• [Objetivo da tarefa]
No excerto sobre o diagnóstico da HBP, por que meio se faz a avaliação rude do tamanho da próstata durante o exame físico?

O diagnóstico da HBP começa, como sempre na medicina, pela história médica, onde são abordados os sintomas urinários, a altura do seu aparecimento e a sua intensidade e é feito o despiste de outras doenças. O exame físico completará a consulta e permite obter alguns dados importantes, incluindo uma avaliação rude do tamanho da próstata através do toque rectal. Seguidamente poderão ser solicitados mais exames, de onde se destacam a análise do PSA (antigénio específico da próstata), da função renal e a pesquisa de infeções urinárias. A avaliação funcional do aparelho urinário, realizada através do diário miccional (um registo de todas as micções, volumes urinados e sintomas associados), ecografia vesical com avaliação do resíduo pós-miccional, ecografia prostática e a fluxometria (avaliação não invasiva do jacto urinário), complementam a avaliação inicial. Outros exames mais complexos também poderão fazer parte da marcha diagnóstica, como os estudos pressão-fluxo e a uretrocistoscopia, embora estejam habitualmente reservados para situações concretas.

• [Informação fornecida]
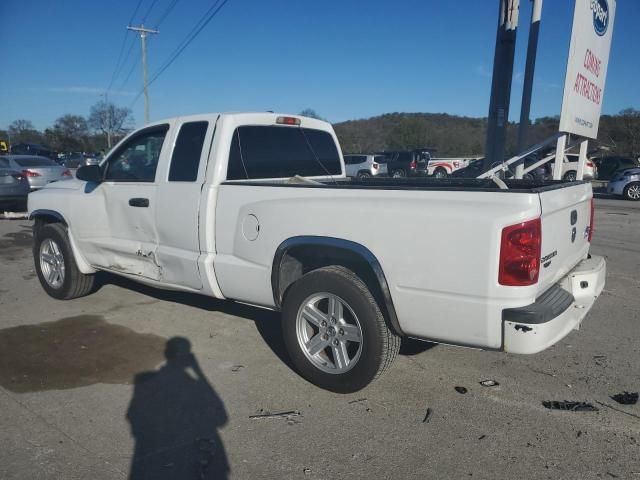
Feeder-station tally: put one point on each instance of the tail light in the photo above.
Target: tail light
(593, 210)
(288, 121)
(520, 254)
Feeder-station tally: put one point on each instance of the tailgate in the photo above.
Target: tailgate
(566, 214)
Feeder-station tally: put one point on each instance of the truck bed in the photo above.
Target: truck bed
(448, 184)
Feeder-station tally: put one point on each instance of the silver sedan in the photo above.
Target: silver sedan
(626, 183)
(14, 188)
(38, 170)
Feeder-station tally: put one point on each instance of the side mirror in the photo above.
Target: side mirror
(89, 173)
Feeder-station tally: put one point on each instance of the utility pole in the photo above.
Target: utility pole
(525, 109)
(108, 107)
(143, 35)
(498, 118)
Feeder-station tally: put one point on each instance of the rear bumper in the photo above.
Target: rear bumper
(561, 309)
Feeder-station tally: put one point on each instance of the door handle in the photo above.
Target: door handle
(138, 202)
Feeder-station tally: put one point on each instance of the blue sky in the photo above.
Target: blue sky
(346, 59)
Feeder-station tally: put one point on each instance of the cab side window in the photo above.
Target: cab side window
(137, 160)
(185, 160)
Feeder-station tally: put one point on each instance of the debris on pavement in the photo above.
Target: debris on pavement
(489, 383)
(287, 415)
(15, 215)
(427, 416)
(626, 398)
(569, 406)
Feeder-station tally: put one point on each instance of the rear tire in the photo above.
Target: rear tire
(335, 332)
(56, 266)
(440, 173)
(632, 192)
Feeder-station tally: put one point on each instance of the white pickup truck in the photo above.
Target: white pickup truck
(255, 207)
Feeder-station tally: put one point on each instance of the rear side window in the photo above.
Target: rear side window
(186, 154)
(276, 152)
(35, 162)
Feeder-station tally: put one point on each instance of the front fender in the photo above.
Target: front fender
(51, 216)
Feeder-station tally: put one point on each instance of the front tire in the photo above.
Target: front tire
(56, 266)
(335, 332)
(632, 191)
---
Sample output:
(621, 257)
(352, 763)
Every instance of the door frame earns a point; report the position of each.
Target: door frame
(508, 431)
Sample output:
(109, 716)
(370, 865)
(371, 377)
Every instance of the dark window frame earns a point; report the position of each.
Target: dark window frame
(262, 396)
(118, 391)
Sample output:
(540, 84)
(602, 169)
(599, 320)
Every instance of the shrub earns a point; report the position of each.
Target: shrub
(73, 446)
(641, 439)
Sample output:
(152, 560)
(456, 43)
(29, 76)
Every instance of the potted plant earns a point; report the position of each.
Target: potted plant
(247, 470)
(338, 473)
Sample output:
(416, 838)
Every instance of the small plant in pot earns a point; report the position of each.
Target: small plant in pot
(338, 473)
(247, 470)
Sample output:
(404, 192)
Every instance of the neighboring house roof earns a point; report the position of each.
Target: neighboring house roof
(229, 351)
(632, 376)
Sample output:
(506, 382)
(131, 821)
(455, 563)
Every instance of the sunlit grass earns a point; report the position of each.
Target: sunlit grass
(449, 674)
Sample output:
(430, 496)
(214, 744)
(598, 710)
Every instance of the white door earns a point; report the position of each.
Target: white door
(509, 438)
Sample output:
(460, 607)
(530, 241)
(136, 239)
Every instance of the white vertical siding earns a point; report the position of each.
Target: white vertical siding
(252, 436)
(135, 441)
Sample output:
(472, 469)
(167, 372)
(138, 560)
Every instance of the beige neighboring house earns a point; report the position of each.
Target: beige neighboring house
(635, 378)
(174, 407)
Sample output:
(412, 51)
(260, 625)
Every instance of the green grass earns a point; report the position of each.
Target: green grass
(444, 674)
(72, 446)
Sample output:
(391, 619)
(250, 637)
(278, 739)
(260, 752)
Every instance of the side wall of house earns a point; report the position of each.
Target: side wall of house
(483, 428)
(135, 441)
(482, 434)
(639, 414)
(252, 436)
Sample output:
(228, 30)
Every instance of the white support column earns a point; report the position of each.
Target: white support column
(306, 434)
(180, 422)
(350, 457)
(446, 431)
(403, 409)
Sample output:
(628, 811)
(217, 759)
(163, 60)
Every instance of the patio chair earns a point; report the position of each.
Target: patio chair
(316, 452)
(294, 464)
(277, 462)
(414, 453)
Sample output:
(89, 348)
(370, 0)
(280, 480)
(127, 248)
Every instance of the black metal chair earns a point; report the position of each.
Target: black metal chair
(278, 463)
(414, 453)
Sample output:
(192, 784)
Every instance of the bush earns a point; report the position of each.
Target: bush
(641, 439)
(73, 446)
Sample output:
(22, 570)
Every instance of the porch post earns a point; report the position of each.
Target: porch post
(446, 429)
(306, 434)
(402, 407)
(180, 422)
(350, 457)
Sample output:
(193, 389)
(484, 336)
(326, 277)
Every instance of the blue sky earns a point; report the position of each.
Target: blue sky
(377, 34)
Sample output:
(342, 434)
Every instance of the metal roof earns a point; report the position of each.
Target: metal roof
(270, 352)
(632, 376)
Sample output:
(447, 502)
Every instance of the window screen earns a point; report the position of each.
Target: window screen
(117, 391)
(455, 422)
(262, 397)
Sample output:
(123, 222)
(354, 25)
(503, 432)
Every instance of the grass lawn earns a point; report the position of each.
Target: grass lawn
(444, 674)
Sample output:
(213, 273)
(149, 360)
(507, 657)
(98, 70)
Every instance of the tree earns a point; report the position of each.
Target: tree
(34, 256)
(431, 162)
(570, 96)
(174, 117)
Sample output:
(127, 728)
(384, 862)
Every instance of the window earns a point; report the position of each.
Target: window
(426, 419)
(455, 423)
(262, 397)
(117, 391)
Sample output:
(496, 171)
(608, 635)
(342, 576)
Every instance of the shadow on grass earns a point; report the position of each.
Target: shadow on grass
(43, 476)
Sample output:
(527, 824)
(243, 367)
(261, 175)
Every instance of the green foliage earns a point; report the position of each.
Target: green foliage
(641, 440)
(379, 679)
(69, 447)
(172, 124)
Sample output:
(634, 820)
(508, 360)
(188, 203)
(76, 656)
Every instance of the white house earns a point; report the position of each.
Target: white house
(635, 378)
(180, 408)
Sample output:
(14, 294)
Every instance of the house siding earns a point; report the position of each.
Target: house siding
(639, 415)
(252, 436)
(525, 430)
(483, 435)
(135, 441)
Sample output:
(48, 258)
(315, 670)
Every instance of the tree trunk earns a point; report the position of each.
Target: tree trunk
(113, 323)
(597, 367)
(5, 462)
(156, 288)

• [Espaço de resposta]
Através do toque rectal.